--- BEGIN Material provided ---

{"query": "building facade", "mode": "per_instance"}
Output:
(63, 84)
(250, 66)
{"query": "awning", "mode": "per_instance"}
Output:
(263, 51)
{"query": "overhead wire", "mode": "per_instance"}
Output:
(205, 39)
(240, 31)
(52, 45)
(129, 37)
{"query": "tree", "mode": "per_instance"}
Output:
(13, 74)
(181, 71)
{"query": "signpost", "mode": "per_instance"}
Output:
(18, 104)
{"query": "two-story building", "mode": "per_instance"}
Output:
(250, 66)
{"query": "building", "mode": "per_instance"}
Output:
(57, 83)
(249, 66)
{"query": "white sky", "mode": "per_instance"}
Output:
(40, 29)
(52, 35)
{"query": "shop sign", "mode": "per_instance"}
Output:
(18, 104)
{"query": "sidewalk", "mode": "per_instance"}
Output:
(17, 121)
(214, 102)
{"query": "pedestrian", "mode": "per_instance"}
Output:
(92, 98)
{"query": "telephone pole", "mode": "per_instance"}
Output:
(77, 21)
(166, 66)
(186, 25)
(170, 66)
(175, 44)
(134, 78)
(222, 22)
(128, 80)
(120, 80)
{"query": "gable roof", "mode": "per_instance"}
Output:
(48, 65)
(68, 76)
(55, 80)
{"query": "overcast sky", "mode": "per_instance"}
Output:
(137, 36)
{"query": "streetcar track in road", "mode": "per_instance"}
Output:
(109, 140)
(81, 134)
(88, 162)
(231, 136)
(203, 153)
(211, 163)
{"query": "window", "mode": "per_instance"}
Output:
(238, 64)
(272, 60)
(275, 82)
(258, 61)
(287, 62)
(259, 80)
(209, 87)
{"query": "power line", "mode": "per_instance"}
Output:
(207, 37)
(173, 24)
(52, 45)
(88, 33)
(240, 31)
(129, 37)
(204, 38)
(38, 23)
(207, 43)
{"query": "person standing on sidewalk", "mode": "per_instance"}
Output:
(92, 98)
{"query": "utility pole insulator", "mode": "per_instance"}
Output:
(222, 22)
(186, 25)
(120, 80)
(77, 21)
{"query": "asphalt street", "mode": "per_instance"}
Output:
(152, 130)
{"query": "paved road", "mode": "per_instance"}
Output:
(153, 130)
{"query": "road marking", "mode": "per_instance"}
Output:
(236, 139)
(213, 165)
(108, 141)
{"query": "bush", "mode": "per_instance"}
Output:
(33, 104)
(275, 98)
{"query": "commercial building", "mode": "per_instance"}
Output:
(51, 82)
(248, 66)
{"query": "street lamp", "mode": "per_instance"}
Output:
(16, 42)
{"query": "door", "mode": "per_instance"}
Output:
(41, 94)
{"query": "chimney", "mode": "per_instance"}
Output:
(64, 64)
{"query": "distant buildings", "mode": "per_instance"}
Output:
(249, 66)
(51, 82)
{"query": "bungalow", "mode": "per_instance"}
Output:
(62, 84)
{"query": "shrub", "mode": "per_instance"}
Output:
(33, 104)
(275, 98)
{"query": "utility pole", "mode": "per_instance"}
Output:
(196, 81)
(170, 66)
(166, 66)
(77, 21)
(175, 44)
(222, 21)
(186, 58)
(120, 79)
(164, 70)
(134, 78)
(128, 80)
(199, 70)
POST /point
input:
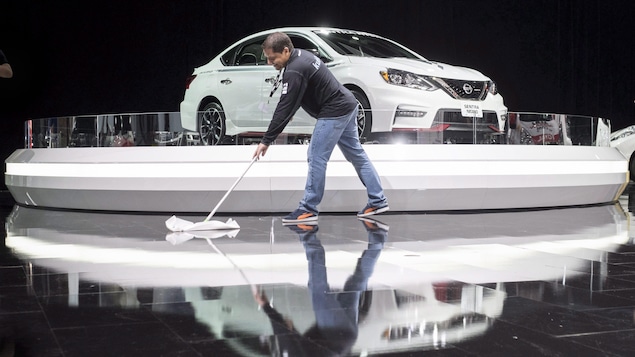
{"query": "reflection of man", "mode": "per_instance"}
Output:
(5, 68)
(336, 313)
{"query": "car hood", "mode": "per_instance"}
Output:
(423, 67)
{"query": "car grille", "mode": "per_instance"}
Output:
(461, 89)
(459, 122)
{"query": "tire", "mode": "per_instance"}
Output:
(364, 116)
(211, 124)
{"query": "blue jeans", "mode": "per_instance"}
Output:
(340, 131)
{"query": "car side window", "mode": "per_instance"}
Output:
(251, 54)
(246, 54)
(305, 44)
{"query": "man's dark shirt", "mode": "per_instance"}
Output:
(307, 83)
(3, 59)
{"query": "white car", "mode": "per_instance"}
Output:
(624, 141)
(398, 90)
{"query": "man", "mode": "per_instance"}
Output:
(306, 82)
(5, 67)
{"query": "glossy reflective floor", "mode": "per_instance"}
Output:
(557, 282)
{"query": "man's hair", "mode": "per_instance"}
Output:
(277, 41)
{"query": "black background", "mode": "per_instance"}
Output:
(90, 57)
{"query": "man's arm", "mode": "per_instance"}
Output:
(6, 71)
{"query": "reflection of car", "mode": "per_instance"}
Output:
(624, 141)
(538, 129)
(397, 88)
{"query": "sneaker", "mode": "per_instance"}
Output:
(300, 216)
(371, 210)
(373, 225)
(303, 228)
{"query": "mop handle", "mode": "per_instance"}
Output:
(230, 190)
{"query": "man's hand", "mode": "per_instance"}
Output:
(261, 150)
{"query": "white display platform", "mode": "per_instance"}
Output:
(415, 178)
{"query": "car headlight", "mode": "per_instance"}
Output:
(407, 79)
(492, 87)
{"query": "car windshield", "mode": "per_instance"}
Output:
(363, 45)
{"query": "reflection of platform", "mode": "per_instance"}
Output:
(415, 177)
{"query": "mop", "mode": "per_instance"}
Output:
(176, 224)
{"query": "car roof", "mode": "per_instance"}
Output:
(314, 28)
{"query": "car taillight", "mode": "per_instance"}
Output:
(189, 80)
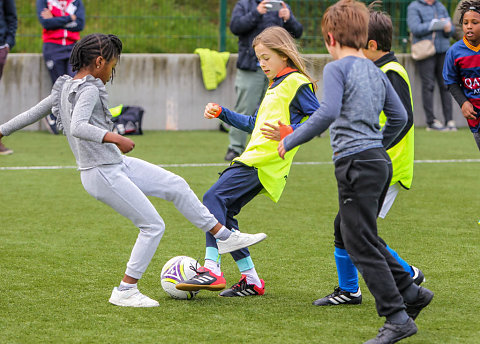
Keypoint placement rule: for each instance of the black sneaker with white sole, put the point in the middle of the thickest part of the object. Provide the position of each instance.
(391, 333)
(340, 297)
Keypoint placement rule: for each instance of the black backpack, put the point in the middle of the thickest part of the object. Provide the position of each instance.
(127, 120)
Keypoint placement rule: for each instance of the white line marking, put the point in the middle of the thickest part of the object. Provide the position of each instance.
(13, 168)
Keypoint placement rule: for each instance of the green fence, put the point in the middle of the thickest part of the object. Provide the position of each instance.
(180, 26)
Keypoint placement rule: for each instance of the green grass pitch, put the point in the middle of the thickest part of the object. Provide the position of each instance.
(61, 251)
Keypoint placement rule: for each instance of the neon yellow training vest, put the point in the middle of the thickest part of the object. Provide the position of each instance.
(402, 153)
(261, 152)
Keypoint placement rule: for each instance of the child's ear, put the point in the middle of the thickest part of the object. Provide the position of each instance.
(331, 39)
(372, 45)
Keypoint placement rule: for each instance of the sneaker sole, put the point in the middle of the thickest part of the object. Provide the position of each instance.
(196, 287)
(239, 247)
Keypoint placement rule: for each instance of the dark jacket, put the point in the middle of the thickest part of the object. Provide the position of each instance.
(247, 23)
(419, 16)
(8, 22)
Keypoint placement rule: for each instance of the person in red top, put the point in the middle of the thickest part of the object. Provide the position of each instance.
(62, 21)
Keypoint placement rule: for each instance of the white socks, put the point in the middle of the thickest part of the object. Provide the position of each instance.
(223, 234)
(126, 286)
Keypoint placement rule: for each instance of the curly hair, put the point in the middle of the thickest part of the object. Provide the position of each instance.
(92, 46)
(469, 5)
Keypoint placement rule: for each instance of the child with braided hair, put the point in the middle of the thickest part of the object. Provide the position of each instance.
(461, 70)
(121, 182)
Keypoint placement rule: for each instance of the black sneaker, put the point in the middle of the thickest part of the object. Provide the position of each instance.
(243, 289)
(424, 298)
(418, 276)
(204, 279)
(51, 123)
(340, 297)
(392, 333)
(231, 154)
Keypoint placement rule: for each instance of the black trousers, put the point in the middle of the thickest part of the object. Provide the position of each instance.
(430, 70)
(363, 181)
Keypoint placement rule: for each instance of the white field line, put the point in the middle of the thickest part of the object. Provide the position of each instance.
(14, 168)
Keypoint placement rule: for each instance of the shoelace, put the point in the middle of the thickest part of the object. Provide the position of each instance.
(242, 284)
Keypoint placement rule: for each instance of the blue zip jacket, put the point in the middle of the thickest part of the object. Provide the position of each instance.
(419, 16)
(8, 22)
(247, 23)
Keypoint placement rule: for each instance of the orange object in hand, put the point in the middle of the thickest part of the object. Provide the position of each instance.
(219, 111)
(285, 130)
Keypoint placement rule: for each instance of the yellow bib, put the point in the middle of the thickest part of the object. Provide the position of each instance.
(261, 152)
(402, 154)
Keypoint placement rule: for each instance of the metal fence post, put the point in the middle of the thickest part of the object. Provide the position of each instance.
(223, 25)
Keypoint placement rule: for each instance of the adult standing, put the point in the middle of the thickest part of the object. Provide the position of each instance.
(62, 21)
(421, 15)
(249, 18)
(8, 29)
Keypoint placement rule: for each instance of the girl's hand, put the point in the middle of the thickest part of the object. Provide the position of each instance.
(212, 110)
(468, 111)
(276, 133)
(272, 133)
(123, 143)
(281, 149)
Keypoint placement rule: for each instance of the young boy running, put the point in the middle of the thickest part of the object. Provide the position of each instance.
(401, 153)
(461, 70)
(357, 92)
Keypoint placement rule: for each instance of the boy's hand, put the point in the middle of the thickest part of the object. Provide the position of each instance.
(275, 132)
(123, 143)
(281, 149)
(212, 110)
(468, 111)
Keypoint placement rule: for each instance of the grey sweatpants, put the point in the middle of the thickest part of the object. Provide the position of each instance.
(125, 188)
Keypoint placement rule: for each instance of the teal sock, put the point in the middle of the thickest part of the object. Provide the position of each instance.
(347, 272)
(403, 263)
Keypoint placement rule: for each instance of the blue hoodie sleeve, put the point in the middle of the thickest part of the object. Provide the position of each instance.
(11, 20)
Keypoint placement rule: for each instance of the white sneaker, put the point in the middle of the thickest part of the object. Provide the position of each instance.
(131, 298)
(238, 240)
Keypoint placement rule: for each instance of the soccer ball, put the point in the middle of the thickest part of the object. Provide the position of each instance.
(176, 270)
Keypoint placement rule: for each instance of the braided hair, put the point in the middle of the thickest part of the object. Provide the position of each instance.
(469, 5)
(92, 46)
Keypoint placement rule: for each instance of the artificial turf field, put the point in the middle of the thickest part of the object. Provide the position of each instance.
(61, 251)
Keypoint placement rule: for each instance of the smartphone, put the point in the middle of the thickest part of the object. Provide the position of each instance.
(274, 5)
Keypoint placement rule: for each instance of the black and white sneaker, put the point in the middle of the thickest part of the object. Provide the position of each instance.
(392, 333)
(51, 123)
(418, 276)
(243, 289)
(340, 297)
(425, 296)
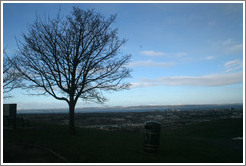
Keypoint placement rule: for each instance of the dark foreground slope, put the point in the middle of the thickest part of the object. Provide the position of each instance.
(206, 142)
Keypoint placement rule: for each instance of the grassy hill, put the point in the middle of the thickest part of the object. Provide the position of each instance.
(206, 142)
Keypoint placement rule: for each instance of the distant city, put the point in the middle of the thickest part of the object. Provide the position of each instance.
(141, 108)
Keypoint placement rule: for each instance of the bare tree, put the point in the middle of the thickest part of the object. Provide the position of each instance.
(74, 57)
(11, 78)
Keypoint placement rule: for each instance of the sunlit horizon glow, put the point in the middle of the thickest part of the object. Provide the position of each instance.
(181, 53)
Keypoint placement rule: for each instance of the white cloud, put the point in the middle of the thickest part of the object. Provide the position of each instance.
(205, 80)
(229, 46)
(149, 63)
(234, 48)
(233, 65)
(153, 53)
(181, 54)
(209, 58)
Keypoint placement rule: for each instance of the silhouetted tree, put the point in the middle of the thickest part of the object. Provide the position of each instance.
(73, 57)
(11, 77)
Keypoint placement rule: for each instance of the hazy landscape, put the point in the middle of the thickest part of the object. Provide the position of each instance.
(122, 82)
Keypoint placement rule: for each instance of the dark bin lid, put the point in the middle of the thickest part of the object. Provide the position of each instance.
(153, 124)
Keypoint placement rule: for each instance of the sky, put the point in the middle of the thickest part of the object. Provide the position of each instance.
(182, 53)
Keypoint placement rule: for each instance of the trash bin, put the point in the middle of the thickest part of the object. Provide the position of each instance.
(152, 136)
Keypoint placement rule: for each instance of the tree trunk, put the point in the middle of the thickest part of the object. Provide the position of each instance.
(71, 119)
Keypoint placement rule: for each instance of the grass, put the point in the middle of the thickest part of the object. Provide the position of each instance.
(207, 142)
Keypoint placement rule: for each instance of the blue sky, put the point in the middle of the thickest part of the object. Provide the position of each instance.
(182, 53)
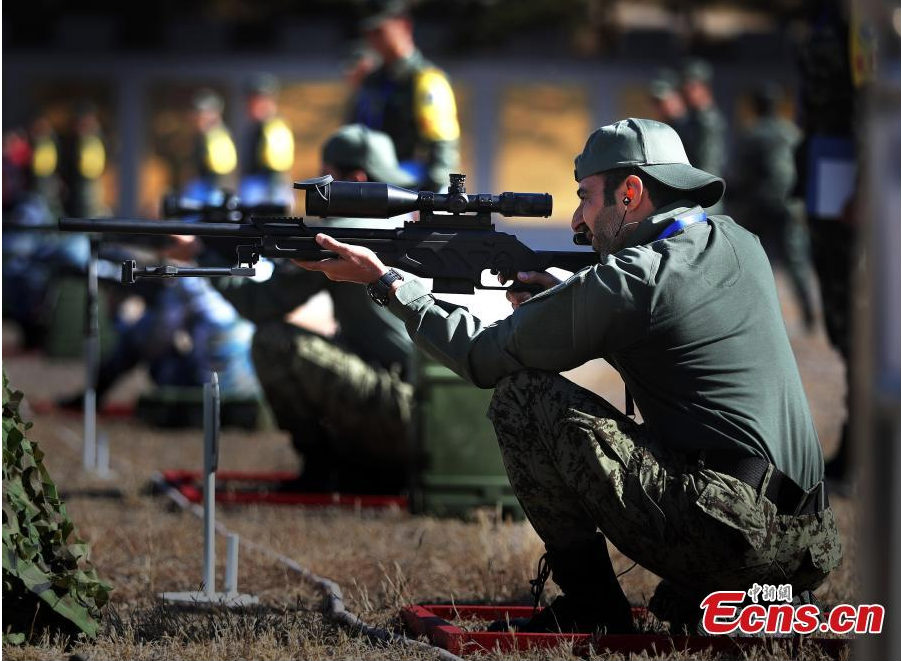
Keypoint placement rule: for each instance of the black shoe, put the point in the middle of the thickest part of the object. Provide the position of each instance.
(682, 612)
(592, 599)
(569, 615)
(71, 403)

--- END Material provided ---

What you need to do: Beginning with the line that contains "Keypoint placement rule: for each instance of the grass, put", repeat every remaining line of the data exactly, the last line included, and omit pictures.

The output:
Keypoint placement rule: for each instance of the grass, put the point in the middle of the thickest part of the object. Provide the position of each instance.
(207, 142)
Keypoint placement rule: for each instance of the blue sky, put the point in the middle of the thickest part of the object. Provide the position of each instance.
(182, 53)
Keypoint placement rule: for each instance of the black shoe, put the point in the middle of the thickest part of the object. Provide the position of each instance.
(682, 612)
(592, 599)
(569, 615)
(71, 403)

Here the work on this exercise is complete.